══ Source ══

Howland v. Schweir

7 Conn. App. 709 | Conn. App. Ct. | 1986

Borden, J.

The plaintiff appeals from the judgment of the court rejecting his claim for a real estate commission from the defendants. The issues involve the scope and meaning of General Statutes § 20-325a (b). We find no error.

The trial court’s findings and the undisputed documents establish the following facts: On October 10, 1972, the named defendant, Leon R. Schweir, and the plaintiff, a licensed real estate agent, signed a listing agreement on a form furnished by the plaintiff for the sale of certain property. The property consisted of approximately sixty acres in South Windsor and Manchester. The agreement gave the plaintiff the exclusive right to sell the property, for a period of thirty days, at a commission of 10 percent of the selling price of $3800 per acre. It also provided that, during its period, Leon R. Schweir would forward to the plaintiff all inquiries about buying the property. The court further found that this listing agreement terminated on November 10,1972, that it did not contain a provision for any extension, and that it was not modified. The court also found that the plaintiff did not, within the thirty day time period provided by the agreement, accomplish any of the acts necessary for a broker to earn a commission. The other two defendants, Eileen Schweir and Edward Schweir, who did not sign this agreement, owned portions of the property described in the agreement.

═══
══ Dataset records ══

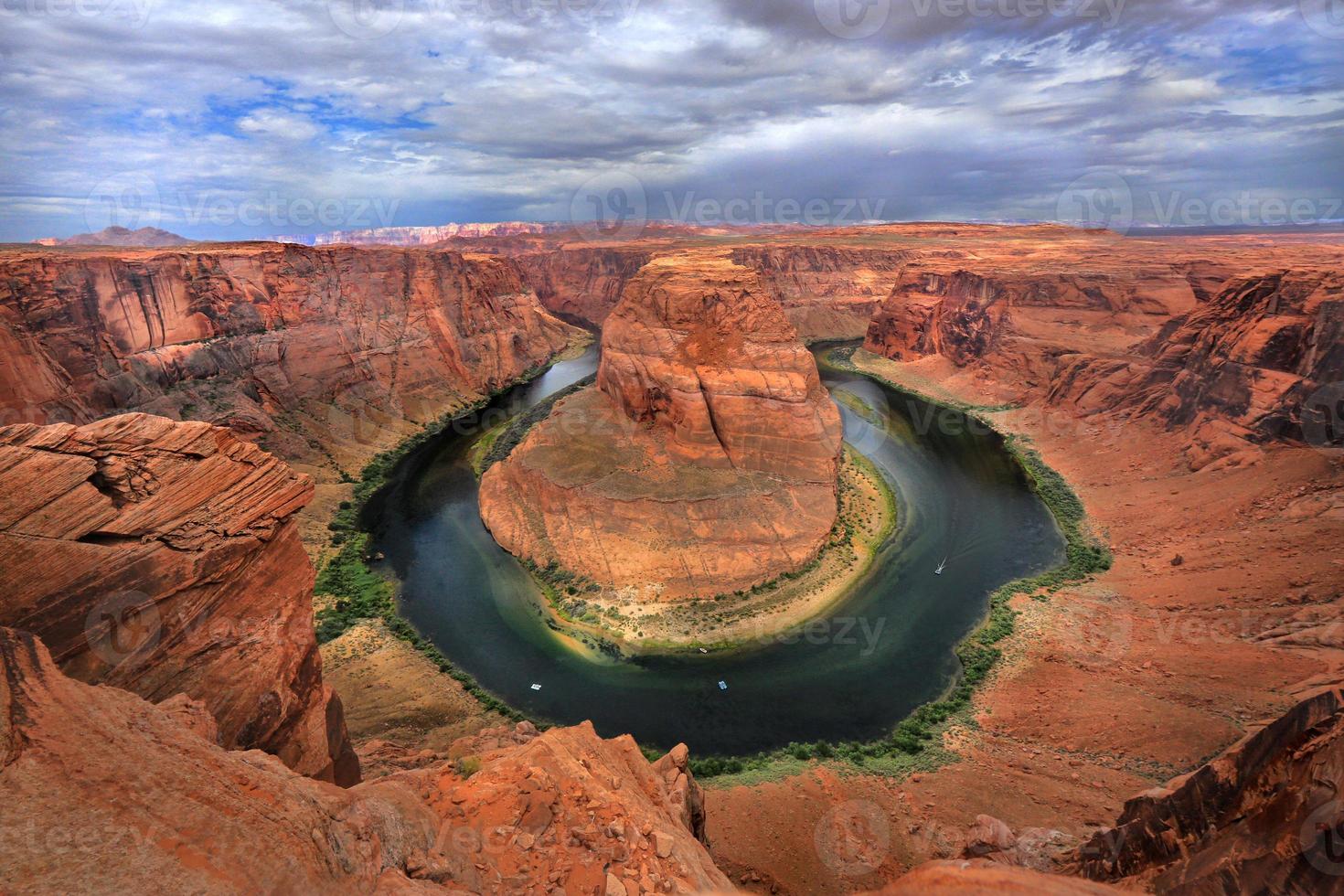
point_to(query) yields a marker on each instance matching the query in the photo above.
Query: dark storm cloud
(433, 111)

═══
══ Dataset records ══

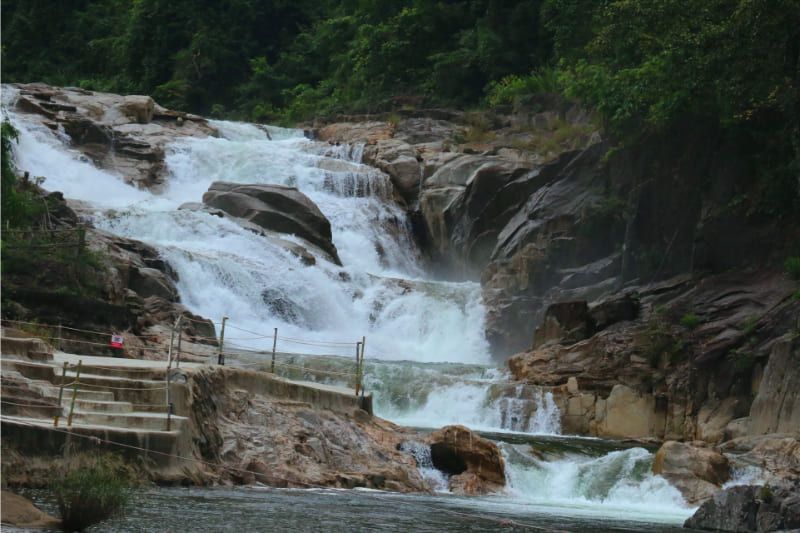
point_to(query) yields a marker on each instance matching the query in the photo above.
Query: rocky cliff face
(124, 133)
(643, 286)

═══

Answer these questions from the court opinion.
1. Which section of the General Statutes do the issues involve?
2. What commission did the agreement set, as a percentage of the selling price?
3. On what date did the court find that the listing agreement terminated?
The items that come after the court opinion are unrelated material.

[Output for this task]
1. General Statutes § 20-325a (b).
2. 10 percent.
3. November 10, 1972.